> _Do this_
Lay out every line from the one containing "Pin each instance of the flower center" through the final line of the entries, both included, as a JSON list of strings with one string per line. Leave out blank lines.

_ _ _ _

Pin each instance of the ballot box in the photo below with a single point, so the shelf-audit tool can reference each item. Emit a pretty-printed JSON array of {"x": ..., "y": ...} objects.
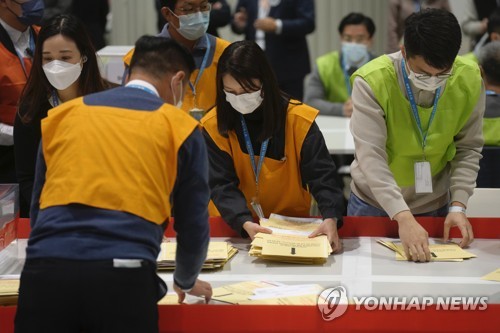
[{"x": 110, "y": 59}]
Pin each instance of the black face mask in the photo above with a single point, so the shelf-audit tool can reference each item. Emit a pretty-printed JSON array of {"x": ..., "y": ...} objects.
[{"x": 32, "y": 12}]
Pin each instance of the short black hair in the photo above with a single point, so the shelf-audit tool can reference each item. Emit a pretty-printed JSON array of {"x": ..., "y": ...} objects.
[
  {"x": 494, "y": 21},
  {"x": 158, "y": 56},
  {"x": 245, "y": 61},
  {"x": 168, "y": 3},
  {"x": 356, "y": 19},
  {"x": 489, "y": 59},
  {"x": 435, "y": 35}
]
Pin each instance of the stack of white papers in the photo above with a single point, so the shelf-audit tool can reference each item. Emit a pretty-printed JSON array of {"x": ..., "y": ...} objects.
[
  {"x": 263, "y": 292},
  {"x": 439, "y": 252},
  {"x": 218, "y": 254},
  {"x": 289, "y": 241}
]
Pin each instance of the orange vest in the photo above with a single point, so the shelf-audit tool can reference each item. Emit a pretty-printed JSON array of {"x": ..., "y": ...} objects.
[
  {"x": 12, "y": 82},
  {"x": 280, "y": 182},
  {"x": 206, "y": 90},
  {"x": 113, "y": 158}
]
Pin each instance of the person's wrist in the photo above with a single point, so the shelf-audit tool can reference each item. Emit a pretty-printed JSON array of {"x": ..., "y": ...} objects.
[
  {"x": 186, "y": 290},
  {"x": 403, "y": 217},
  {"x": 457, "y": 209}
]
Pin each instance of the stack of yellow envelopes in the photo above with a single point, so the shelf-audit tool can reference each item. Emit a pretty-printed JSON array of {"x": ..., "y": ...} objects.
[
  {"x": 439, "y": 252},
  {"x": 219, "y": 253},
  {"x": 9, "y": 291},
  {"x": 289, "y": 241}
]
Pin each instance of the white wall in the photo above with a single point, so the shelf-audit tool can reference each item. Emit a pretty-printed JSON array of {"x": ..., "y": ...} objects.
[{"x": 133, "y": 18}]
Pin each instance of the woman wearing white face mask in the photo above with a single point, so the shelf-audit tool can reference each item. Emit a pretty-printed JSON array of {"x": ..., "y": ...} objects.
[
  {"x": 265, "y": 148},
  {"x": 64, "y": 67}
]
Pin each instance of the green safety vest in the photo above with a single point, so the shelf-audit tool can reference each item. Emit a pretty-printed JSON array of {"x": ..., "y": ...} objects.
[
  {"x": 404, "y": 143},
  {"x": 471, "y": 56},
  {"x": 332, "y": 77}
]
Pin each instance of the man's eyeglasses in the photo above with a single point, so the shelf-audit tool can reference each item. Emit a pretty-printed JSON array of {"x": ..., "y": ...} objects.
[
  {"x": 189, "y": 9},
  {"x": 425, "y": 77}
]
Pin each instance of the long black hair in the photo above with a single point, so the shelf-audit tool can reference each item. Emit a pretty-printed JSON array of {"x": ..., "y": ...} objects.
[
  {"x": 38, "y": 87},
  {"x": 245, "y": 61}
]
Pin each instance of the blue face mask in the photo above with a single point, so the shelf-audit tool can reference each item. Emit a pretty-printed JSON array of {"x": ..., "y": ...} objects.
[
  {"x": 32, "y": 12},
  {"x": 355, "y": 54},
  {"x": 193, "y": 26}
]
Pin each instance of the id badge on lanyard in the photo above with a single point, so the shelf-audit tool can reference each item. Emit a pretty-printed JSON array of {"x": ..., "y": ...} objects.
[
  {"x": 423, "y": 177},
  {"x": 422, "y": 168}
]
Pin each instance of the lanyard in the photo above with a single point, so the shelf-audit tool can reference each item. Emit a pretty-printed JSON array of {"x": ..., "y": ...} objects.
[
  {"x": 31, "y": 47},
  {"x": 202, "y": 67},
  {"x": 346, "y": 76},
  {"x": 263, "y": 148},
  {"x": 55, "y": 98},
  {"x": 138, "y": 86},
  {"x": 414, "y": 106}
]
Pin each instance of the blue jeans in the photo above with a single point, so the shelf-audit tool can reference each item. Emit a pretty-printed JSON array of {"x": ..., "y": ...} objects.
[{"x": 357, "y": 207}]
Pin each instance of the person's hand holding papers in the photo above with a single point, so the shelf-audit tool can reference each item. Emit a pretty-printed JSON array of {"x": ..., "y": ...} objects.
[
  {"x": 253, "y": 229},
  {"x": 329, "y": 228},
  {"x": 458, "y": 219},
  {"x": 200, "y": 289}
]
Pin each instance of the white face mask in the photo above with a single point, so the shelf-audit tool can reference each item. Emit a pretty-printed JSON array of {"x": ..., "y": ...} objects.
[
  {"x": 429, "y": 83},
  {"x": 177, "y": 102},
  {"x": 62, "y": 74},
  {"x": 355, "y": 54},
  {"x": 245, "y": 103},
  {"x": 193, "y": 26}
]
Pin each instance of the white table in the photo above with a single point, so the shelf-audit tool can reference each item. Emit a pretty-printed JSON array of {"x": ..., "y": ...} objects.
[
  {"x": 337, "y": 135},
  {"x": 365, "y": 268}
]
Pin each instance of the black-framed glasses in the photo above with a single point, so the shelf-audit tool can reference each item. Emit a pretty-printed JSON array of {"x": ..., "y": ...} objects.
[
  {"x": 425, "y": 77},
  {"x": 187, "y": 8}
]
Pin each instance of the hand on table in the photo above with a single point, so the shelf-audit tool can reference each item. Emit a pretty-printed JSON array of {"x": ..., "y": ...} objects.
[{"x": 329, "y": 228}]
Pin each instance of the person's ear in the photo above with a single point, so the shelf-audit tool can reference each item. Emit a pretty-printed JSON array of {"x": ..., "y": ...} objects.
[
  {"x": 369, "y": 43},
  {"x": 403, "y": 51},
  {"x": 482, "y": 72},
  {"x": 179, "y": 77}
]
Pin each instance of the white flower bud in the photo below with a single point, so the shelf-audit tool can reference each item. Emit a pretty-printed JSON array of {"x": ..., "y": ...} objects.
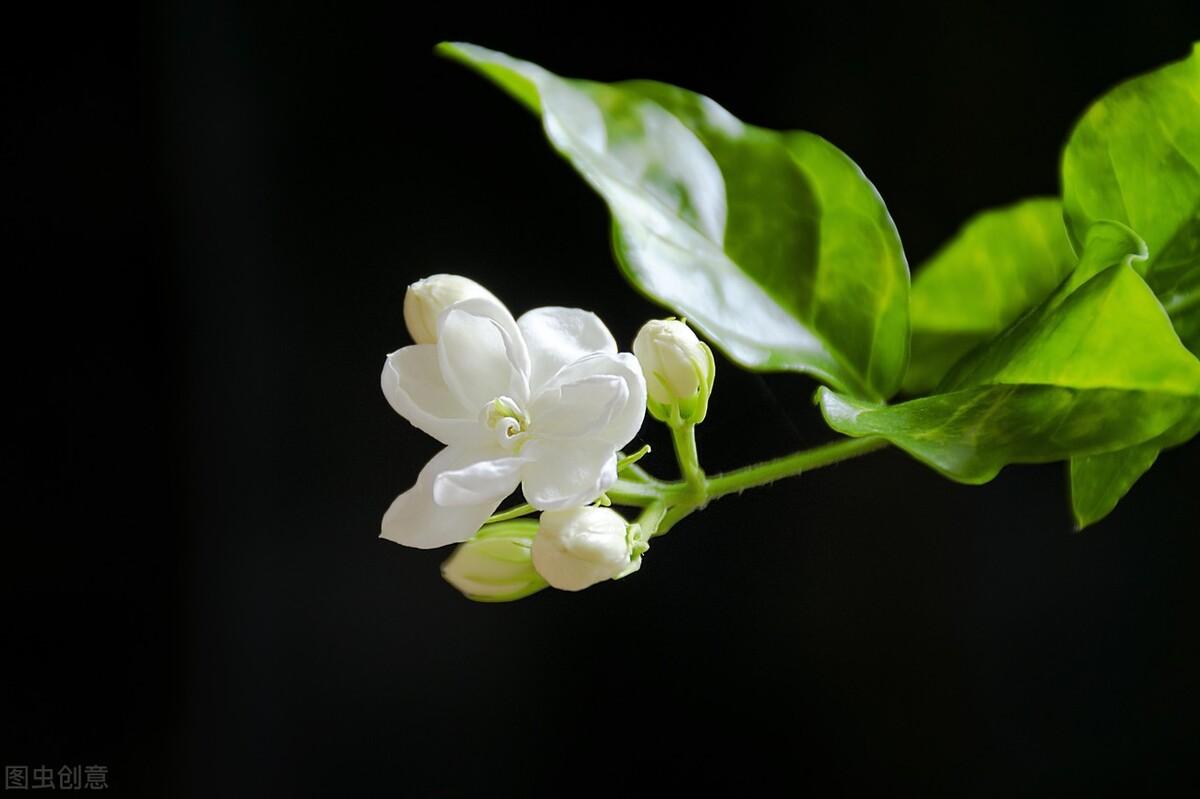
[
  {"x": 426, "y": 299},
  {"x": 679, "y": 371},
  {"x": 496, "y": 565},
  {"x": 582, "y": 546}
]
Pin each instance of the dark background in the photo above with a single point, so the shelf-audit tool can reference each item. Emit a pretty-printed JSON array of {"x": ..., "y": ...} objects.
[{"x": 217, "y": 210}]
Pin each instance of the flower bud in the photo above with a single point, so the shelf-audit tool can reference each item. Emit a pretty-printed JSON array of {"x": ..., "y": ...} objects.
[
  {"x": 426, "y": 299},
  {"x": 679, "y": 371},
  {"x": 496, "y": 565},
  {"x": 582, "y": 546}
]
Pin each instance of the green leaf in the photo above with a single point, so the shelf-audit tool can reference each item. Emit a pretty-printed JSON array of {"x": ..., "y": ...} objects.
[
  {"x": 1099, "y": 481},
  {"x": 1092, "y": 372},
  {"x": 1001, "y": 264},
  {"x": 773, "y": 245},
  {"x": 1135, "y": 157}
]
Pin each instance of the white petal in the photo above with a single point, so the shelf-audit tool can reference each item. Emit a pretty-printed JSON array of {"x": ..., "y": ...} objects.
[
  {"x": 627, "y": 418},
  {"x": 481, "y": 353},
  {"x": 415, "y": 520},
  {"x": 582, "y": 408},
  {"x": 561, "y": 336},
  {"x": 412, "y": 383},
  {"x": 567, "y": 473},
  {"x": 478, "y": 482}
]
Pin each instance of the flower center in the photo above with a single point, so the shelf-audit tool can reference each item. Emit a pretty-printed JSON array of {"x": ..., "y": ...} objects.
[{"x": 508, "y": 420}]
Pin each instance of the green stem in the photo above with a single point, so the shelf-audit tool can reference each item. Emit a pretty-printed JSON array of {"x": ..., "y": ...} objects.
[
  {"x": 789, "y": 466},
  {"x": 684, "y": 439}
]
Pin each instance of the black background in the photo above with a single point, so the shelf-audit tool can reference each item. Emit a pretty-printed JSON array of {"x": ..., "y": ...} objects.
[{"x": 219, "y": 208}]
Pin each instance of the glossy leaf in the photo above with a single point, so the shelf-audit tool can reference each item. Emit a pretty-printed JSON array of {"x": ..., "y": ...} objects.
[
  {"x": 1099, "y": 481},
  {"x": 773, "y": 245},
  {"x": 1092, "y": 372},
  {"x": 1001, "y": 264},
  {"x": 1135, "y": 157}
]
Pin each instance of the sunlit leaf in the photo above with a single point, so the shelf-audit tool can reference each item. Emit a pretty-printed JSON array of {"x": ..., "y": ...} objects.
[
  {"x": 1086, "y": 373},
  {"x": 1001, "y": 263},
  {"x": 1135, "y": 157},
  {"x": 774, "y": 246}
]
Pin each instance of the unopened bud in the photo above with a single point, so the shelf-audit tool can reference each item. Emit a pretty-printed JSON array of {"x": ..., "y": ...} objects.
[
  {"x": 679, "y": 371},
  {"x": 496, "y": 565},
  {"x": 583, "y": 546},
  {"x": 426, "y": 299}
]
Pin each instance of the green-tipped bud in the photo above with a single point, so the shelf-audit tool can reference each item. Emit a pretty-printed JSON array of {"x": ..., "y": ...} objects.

_ _ _ _

> _Result_
[
  "Pin each instance of the flower center in the photo above with a single point, so the shelf-audit tool can reference each item. Emit a pretty-printed JSON array of {\"x\": ..., \"y\": ...} objects.",
  "[{\"x\": 508, \"y\": 420}]",
  "Pin each instance of the green stem in the photo above with a single point, so the shelf-audit tool can reference each item. Emit a pretty-printed JSON array of {\"x\": ..., \"y\": ...} objects.",
  "[",
  "  {\"x\": 789, \"y\": 466},",
  "  {\"x\": 684, \"y\": 439}",
  "]",
  "Pin each instance of the black background in the photo above with a single point, so the shelf-audit tool can reference each item. Emit a pretty-printed JSON array of {\"x\": ..., \"y\": ...} objects.",
  "[{\"x\": 219, \"y\": 208}]",
  "Pin each instance of the glossy leaf in the photo above with a single point, so the shelf-audit tool can reference each item. Emit a pretty-printed JSON array of {\"x\": ..., \"y\": ...} objects.",
  "[",
  "  {\"x\": 1099, \"y\": 481},",
  "  {\"x\": 773, \"y\": 245},",
  "  {\"x\": 1092, \"y\": 372},",
  "  {\"x\": 1001, \"y\": 264},",
  "  {\"x\": 1135, \"y\": 157}",
  "]",
  "Pin each instance of the sunlit leaf in the photo above with a single point, so the shelf-audit tool can reference each item. Emit a pretty-printed JSON array of {\"x\": ..., \"y\": ...} objects.",
  "[",
  "  {\"x\": 1086, \"y\": 373},",
  "  {\"x\": 1001, \"y\": 263},",
  "  {\"x\": 1135, \"y\": 157},",
  "  {\"x\": 774, \"y\": 246}",
  "]",
  "Pin each instance of the unopened bud in the photo above with a single point, so the shelf-audit tool can reference each item. Emit a pretty-printed JSON array of {\"x\": ..., \"y\": ...} objects.",
  "[",
  "  {\"x\": 679, \"y\": 371},",
  "  {\"x\": 496, \"y\": 565},",
  "  {\"x\": 583, \"y\": 546},",
  "  {\"x\": 426, \"y\": 299}",
  "]",
  "Pin each instance of the green-tipped bud in the photo above with a single point, so the shelf-audit tool can reference each item. Emit a pretty-printed JSON array of {\"x\": ..., \"y\": ...} objects."
]